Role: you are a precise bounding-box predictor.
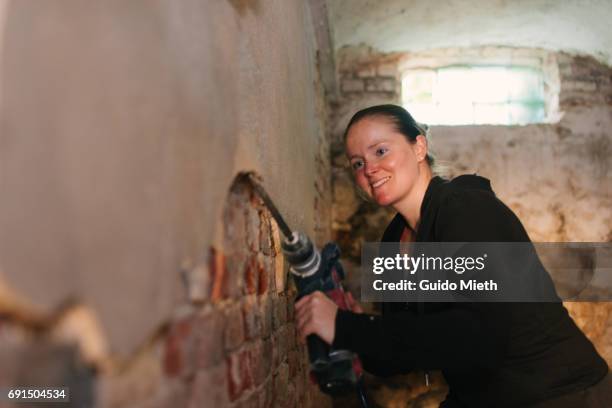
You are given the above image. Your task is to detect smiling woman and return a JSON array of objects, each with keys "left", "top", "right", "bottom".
[
  {"left": 295, "top": 105, "right": 610, "bottom": 408},
  {"left": 344, "top": 105, "right": 434, "bottom": 230}
]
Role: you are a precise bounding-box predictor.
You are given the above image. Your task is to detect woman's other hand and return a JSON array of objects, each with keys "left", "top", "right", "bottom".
[{"left": 294, "top": 291, "right": 338, "bottom": 345}]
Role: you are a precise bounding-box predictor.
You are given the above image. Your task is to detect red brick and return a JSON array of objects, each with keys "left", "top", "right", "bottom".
[
  {"left": 242, "top": 297, "right": 262, "bottom": 340},
  {"left": 224, "top": 247, "right": 247, "bottom": 299},
  {"left": 293, "top": 359, "right": 306, "bottom": 400},
  {"left": 260, "top": 296, "right": 273, "bottom": 337},
  {"left": 286, "top": 295, "right": 295, "bottom": 322},
  {"left": 246, "top": 205, "right": 260, "bottom": 252},
  {"left": 189, "top": 365, "right": 231, "bottom": 408},
  {"left": 226, "top": 349, "right": 253, "bottom": 401},
  {"left": 257, "top": 254, "right": 270, "bottom": 296},
  {"left": 224, "top": 303, "right": 245, "bottom": 351},
  {"left": 246, "top": 340, "right": 268, "bottom": 387},
  {"left": 195, "top": 312, "right": 225, "bottom": 369},
  {"left": 271, "top": 296, "right": 287, "bottom": 331},
  {"left": 277, "top": 326, "right": 289, "bottom": 361},
  {"left": 271, "top": 328, "right": 289, "bottom": 369},
  {"left": 258, "top": 378, "right": 274, "bottom": 408},
  {"left": 287, "top": 349, "right": 298, "bottom": 379},
  {"left": 231, "top": 395, "right": 257, "bottom": 408},
  {"left": 244, "top": 254, "right": 259, "bottom": 295},
  {"left": 210, "top": 247, "right": 227, "bottom": 302},
  {"left": 262, "top": 337, "right": 274, "bottom": 380},
  {"left": 285, "top": 322, "right": 297, "bottom": 352},
  {"left": 272, "top": 363, "right": 290, "bottom": 407},
  {"left": 163, "top": 317, "right": 196, "bottom": 378}
]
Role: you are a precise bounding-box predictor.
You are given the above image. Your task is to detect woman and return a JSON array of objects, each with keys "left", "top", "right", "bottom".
[{"left": 294, "top": 105, "right": 609, "bottom": 407}]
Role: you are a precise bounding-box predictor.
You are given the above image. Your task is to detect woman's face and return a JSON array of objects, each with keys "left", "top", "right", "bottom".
[{"left": 345, "top": 117, "right": 426, "bottom": 208}]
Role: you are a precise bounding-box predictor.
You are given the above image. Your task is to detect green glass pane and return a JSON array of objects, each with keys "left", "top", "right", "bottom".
[
  {"left": 508, "top": 102, "right": 545, "bottom": 124},
  {"left": 507, "top": 68, "right": 544, "bottom": 101}
]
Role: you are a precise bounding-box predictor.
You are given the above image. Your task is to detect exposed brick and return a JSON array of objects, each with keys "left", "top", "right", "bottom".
[
  {"left": 562, "top": 80, "right": 597, "bottom": 92},
  {"left": 243, "top": 253, "right": 263, "bottom": 295},
  {"left": 272, "top": 327, "right": 289, "bottom": 369},
  {"left": 365, "top": 77, "right": 396, "bottom": 92},
  {"left": 238, "top": 397, "right": 258, "bottom": 408},
  {"left": 272, "top": 363, "right": 290, "bottom": 407},
  {"left": 224, "top": 303, "right": 245, "bottom": 351},
  {"left": 341, "top": 78, "right": 364, "bottom": 93},
  {"left": 247, "top": 340, "right": 269, "bottom": 387},
  {"left": 285, "top": 322, "right": 297, "bottom": 352},
  {"left": 246, "top": 205, "right": 260, "bottom": 252},
  {"left": 293, "top": 355, "right": 306, "bottom": 399},
  {"left": 242, "top": 296, "right": 262, "bottom": 340},
  {"left": 225, "top": 248, "right": 247, "bottom": 299},
  {"left": 164, "top": 317, "right": 196, "bottom": 378},
  {"left": 189, "top": 365, "right": 230, "bottom": 408},
  {"left": 262, "top": 337, "right": 274, "bottom": 379},
  {"left": 226, "top": 349, "right": 252, "bottom": 401},
  {"left": 286, "top": 295, "right": 295, "bottom": 322},
  {"left": 195, "top": 312, "right": 225, "bottom": 369},
  {"left": 287, "top": 349, "right": 301, "bottom": 379},
  {"left": 210, "top": 246, "right": 227, "bottom": 302},
  {"left": 377, "top": 63, "right": 397, "bottom": 77},
  {"left": 271, "top": 296, "right": 288, "bottom": 330},
  {"left": 257, "top": 254, "right": 269, "bottom": 296},
  {"left": 260, "top": 296, "right": 273, "bottom": 337},
  {"left": 356, "top": 67, "right": 375, "bottom": 77},
  {"left": 262, "top": 254, "right": 276, "bottom": 294},
  {"left": 258, "top": 378, "right": 274, "bottom": 408}
]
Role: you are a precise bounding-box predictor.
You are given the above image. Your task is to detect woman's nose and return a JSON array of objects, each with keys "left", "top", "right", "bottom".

================

Each record is to be copied word for word, with no images carried over.

## Solution for this problem
Role: you are a precise bounding-box predictor.
You are given the above image. Your task is to detect smiling woman and return a JSON array of objects, each with keys "left", "top", "right", "bottom".
[
  {"left": 295, "top": 105, "right": 610, "bottom": 408},
  {"left": 344, "top": 105, "right": 434, "bottom": 230}
]
Role: you are a precise bounding-box predictor.
You are given the above image. Your task is to detect woman's other hand and return a JSON array of objects, each with keys "left", "top", "right", "bottom".
[{"left": 294, "top": 291, "right": 338, "bottom": 345}]
Role: you are a precise bounding-box predictor.
You are given the above image. Your task is to detect red brick and return a JSON array of objects, each with keys "left", "top", "right", "bottom".
[
  {"left": 242, "top": 297, "right": 262, "bottom": 340},
  {"left": 224, "top": 247, "right": 247, "bottom": 299},
  {"left": 293, "top": 359, "right": 306, "bottom": 400},
  {"left": 260, "top": 296, "right": 273, "bottom": 337},
  {"left": 286, "top": 295, "right": 295, "bottom": 322},
  {"left": 246, "top": 205, "right": 260, "bottom": 252},
  {"left": 189, "top": 365, "right": 231, "bottom": 408},
  {"left": 226, "top": 349, "right": 253, "bottom": 401},
  {"left": 257, "top": 254, "right": 270, "bottom": 296},
  {"left": 224, "top": 303, "right": 245, "bottom": 351},
  {"left": 246, "top": 340, "right": 268, "bottom": 387},
  {"left": 195, "top": 312, "right": 225, "bottom": 369},
  {"left": 271, "top": 296, "right": 287, "bottom": 331},
  {"left": 277, "top": 326, "right": 289, "bottom": 361},
  {"left": 271, "top": 328, "right": 289, "bottom": 369},
  {"left": 258, "top": 378, "right": 274, "bottom": 408},
  {"left": 287, "top": 349, "right": 298, "bottom": 379},
  {"left": 231, "top": 395, "right": 257, "bottom": 408},
  {"left": 244, "top": 254, "right": 259, "bottom": 295},
  {"left": 210, "top": 247, "right": 227, "bottom": 302},
  {"left": 262, "top": 337, "right": 274, "bottom": 380},
  {"left": 285, "top": 322, "right": 297, "bottom": 352},
  {"left": 272, "top": 363, "right": 290, "bottom": 407},
  {"left": 163, "top": 317, "right": 196, "bottom": 378}
]
Role: you are a precise bounding-box predictor.
You are given the above image. Your task is to detect woman and return a JSON array of objects, each with keys "left", "top", "right", "bottom".
[{"left": 294, "top": 105, "right": 609, "bottom": 407}]
Role: you are a precise bounding-box predictor.
You are given the above image. Your task is to detect woman's face and return a JSON array of objects, each with keys "left", "top", "right", "bottom".
[{"left": 345, "top": 117, "right": 426, "bottom": 208}]
Role: you are a precise bounding-box predictor.
You are given the above image. Your task is to detect green glass pane and return a JSON array of objects, each with keys "left", "top", "right", "bottom".
[
  {"left": 508, "top": 102, "right": 545, "bottom": 124},
  {"left": 507, "top": 68, "right": 544, "bottom": 101}
]
Role: you are a precise bounding-box predictor.
You are given the above image. Your task is to detect exposed brick and return a JSON array of objects, each with keys "left", "top", "right", "bottom".
[
  {"left": 562, "top": 80, "right": 597, "bottom": 92},
  {"left": 243, "top": 253, "right": 263, "bottom": 295},
  {"left": 272, "top": 327, "right": 289, "bottom": 369},
  {"left": 365, "top": 77, "right": 396, "bottom": 92},
  {"left": 238, "top": 397, "right": 258, "bottom": 408},
  {"left": 272, "top": 363, "right": 290, "bottom": 407},
  {"left": 224, "top": 303, "right": 245, "bottom": 351},
  {"left": 341, "top": 78, "right": 364, "bottom": 93},
  {"left": 247, "top": 340, "right": 269, "bottom": 387},
  {"left": 285, "top": 322, "right": 297, "bottom": 352},
  {"left": 246, "top": 205, "right": 260, "bottom": 252},
  {"left": 293, "top": 355, "right": 306, "bottom": 399},
  {"left": 242, "top": 296, "right": 262, "bottom": 340},
  {"left": 225, "top": 248, "right": 247, "bottom": 299},
  {"left": 164, "top": 317, "right": 196, "bottom": 378},
  {"left": 189, "top": 365, "right": 230, "bottom": 408},
  {"left": 262, "top": 337, "right": 274, "bottom": 379},
  {"left": 226, "top": 349, "right": 252, "bottom": 401},
  {"left": 286, "top": 295, "right": 295, "bottom": 322},
  {"left": 195, "top": 312, "right": 225, "bottom": 369},
  {"left": 287, "top": 349, "right": 301, "bottom": 379},
  {"left": 210, "top": 246, "right": 227, "bottom": 302},
  {"left": 377, "top": 63, "right": 397, "bottom": 77},
  {"left": 271, "top": 296, "right": 288, "bottom": 330},
  {"left": 257, "top": 254, "right": 269, "bottom": 296},
  {"left": 260, "top": 296, "right": 273, "bottom": 337},
  {"left": 356, "top": 67, "right": 375, "bottom": 77},
  {"left": 262, "top": 254, "right": 276, "bottom": 294},
  {"left": 258, "top": 378, "right": 274, "bottom": 408}
]
Role: you are a precise bounding-box predictor.
You are given the above image. Your task is to detect woman's nose and return a JSON array of objects, each with keys "left", "top", "right", "bottom".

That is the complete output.